→ **Work to do**
• 1. Decide whether each statement below agrees with the commit log. Answer yes or no for each, and quote the words of the commit log that settle it.
(a) The patch emits SHRQ/SHLQ in place of ANDQ only when the result is unused.
(b) The change increases register pressure.
(c) The transformation also applies when the mask can be encoded as an immediate value within the TESTQ instruction.
• 2. Print, word for word, the part of the commit log that opens with the words containing "shrq $41, %rdi" and closes with "and register pressure.".

→ **Passage to read**
[llvm] r291806 - [X86] Replace AND+IMM64 with SRL/SHL

Thu Jan 12 11:54:28 PST 2017

Author: n.bozhenov
Date: Thu Jan 12 13:54:27 2017
New Revision: 291806

URL: http://llvm.org/viewvc/llvm-project?rev=291806&view=rev
Log:
[X86] Replace AND+IMM64 with SRL/SHL

Emit SHRQ/SHLQ instead of ANDQ with a 64 bit constant mask if the result
is unused and the mask has only higher/lower bits set. For example, with
this patch LLVM emits

  shrq $41, %rdi
  je

instead of

  movabsq $0xFFFFFE0000000000, %rcx
  testq   %rcx, %rdi
  je

This reduces number of instructions, code size and register pressure.
The transformation is applied only for cases where the mask cannot be
encoded as an immediate value within TESTQ instruction.

Differential Revision: https://reviews.llvm.org/D28198

Modified:
    llvm/trunk/lib/Target/X86/X86ISelLowering.cpp
    llvm/trunk/test/CodeGen/X86/bypass-slow-division-64.ll
    llvm/trunk/test/CodeGen/X86/bypass-slow-division-tune.ll
    llvm/trunk/test/CodeGen/X86/cmp.ll

Modified: llvm/trunk/lib/Target/X86/X86ISelLowering.cpp
URL: http://llvm.org/viewvc/llvm-project/llvm/trunk/lib/Target/X86/X86ISelLowering.cpp?rev=291806&r1=291805&r2=291806&view=diff
==============================================================================

--- llvm/trunk/lib/Target/X86/X86ISelLowering.cpp (original)

→ **Given information**

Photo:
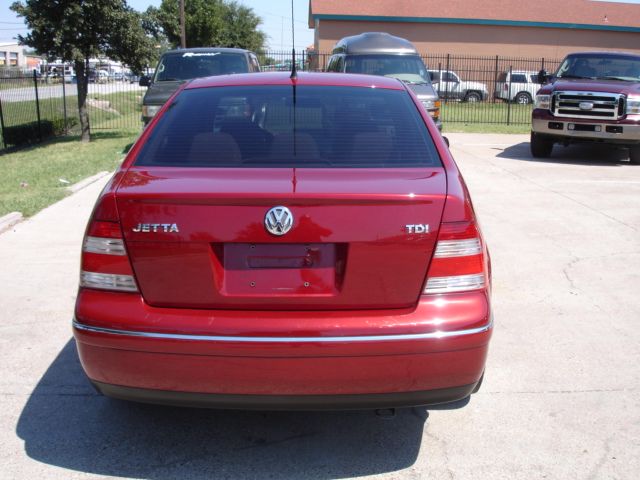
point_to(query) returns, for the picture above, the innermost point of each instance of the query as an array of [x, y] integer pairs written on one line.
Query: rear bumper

→ **Solutions to the tasks**
• 1.
(a) Yes: "if the result is unused and the mask has only higher/lower bits set"
(b) No: "This reduces number of instructions, code size and register pressure."
(c) No: "The transformation is applied only for cases where the mask cannot be encoded as an immediate value within TESTQ instruction."

• 2.
shrq $41, %rdi
  je

instead of

  movabsq $0xFFFFFE0000000000, %rcx
  testq   %rcx, %rdi
  je

This reduces number of instructions, code size and register pressure.